**GIVEN EXERCISE:**
From the material below, extract every line that contains the word "position".

:: MATERIAL SUPPLIED

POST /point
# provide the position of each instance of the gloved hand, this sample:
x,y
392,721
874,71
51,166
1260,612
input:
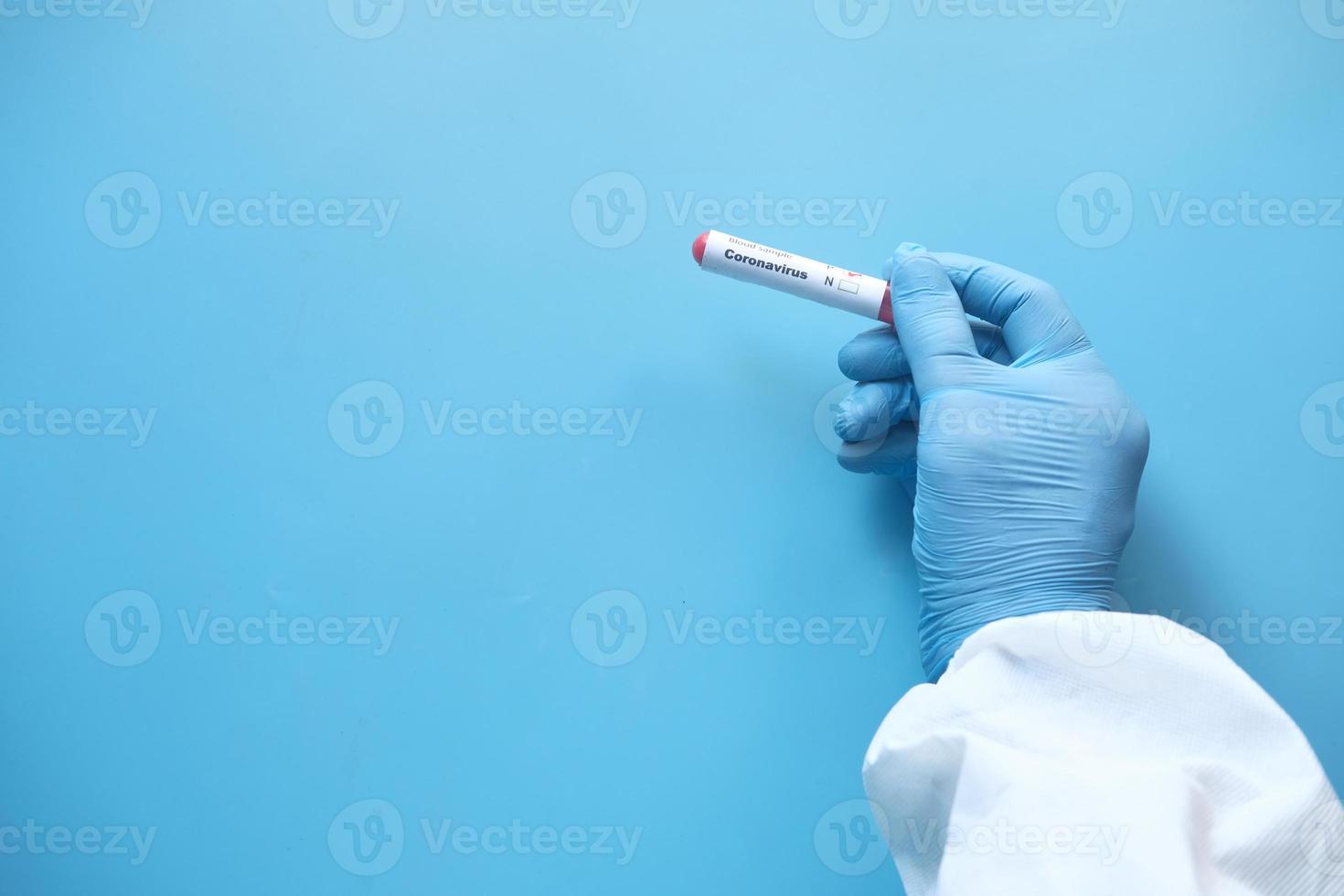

::::

**RESPONSE TO THE TASK:**
# provide the position of each instance of the gloved hand, this sample:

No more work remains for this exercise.